Re: [MoAccess] voice editor question

  • From: Omar Binno <omarbinno@xxxxxxxxxxx>
  • To: <moaccess@xxxxxxxxxxxxx>
  • Date: Mon, 9 Jun 2008 13:28:54 -0400

Wow! Thanks Bryan! That still sounds like alot of work though. I'm thinking 
that if someone is more into the music production and writing end of things, it 
might be worth it just to generate sounds from other synths, rather than go 
through the toil of loading new samples and working with them in the motif.




________________________________

From: driza97@xxxxxxxxxxxxx
To: MoAccess@xxxxxxxxxxxxx
Subject: Re: [MoAccess] voice editor question
Date: Mon, 9 Jun 2008 11:00:57 -0500





man!! lol!! this is definitely a keeper!!

What Da Hzzy!
Driza aka Drizabizeats


----- Original Message -----

From: Bryan Smart

To: MoAccess@xxxxxxxxxxxxx

Sent: Monday, June 09, 2008 9:43 AM

Subject: Re: [MoAccess] voice editor question



On all Motifs, the basic sound element is a sample. This is a one-shot 
recording (like a drum sound), or a single note on an instrument (like a C 
played on a piano).



The Motif doesn't play samples directly. Instead, the Motif combines individual 
samples into waveforms. You can have a waveform that contains a single sample 
that is mapped all of the way across the keyboard (like a drum sound that plays 
higher or lower as you play along the keyboard), or a complex waveform (such as 
a piano that uses a different sample for each key). The samples that are 
contained in a waveform, and the key ranges that trigger that sample are 
described by what is called a keybank.



So, to recap, its like this.

- [Exercise task A]:
Answer these questions from the Motif voice editor thread, marking each answer with the matching numeral:
(i) What does Bryan Smart give as the basic sound element on all Motifs?
(ii) What is the name for the description of the samples in a waveform and the key ranges that trigger them?
(iii) Instead of loading new samples, what does Omar Binno think might be worth doing?
- [Exercise task B]:
For each statement, say yes or no according to the Motif voice editor thread, and quote the words that decide it:
(i) The Motif plays samples directly.
(ii) Driza's reply calls something a keeper.
(iii) A waveform must always use a different sample for each key.
- [Exercise task C]: Pick up the Motif voice editor thread after its final line and continue Bryan Smart's recap.

Location identification items

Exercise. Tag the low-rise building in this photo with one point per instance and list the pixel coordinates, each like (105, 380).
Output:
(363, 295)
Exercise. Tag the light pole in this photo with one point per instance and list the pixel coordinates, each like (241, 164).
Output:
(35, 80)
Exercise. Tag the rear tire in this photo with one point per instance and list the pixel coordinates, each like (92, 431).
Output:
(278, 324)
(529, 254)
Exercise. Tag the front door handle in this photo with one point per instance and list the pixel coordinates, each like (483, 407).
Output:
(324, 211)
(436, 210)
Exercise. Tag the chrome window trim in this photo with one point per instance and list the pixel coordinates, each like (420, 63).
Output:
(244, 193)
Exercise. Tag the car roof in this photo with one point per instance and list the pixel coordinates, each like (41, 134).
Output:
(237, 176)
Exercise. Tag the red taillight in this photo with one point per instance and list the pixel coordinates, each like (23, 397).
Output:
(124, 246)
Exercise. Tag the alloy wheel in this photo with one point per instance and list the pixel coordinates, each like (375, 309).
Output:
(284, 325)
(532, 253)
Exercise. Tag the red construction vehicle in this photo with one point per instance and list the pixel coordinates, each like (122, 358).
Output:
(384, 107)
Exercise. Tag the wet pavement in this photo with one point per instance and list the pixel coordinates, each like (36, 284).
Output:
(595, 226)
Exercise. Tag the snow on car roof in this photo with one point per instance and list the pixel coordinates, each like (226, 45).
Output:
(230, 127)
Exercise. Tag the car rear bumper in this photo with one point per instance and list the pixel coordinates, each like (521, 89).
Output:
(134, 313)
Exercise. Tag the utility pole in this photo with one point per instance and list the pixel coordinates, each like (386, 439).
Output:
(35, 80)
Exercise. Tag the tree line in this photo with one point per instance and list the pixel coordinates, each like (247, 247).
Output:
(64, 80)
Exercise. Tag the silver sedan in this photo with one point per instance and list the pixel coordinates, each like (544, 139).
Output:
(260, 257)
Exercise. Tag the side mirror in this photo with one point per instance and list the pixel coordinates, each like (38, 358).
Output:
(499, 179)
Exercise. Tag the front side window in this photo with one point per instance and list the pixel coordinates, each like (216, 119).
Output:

- [Expected answer A]:
(i) A sample.
(ii) A keybank.
(iii) Generating sounds from other synths.

- [Expected answer B]:
(i) No: "The Motif doesn't play samples directly."
(ii) Yes: "this is definitely a keeper!!"
(iii) No: "You can have a waveform that contains a single sample that is mapped all of the way across the keyboard"

- [Expected answer C]:
Waveforms contain one or more keybanks. Each keybank references a sample, and 
indicates the range across the keyboard or a range of velocities that will 
trigger it.



Usually, when you load a sample into the Motif, the Motif will start a new 
waveform for you, will create one keybank inside that waveform, will set the 
keybank to play your loaded sample, and will map that keybank so that it is 
triggered by all keys and all velocity ranges.



If you want to edit waveforms, you have to use the sample mode on the Motif.



Once you have built a waveform, you can use John's editors to create voices 
from them.



To make this clearer, here is an example. Suppose we want to make our own voice 
that plays a piano together with strings. We want to use the built-in string 
sound, but we'd like our own piano.



For our basic piano, we aren't going to record each note. Instead, we decide to 
record each C (from the bottom C to the top C). That gives us 6 Cs, I think. 
Then, we load these 6 recordings of C played in each octave into the Motif.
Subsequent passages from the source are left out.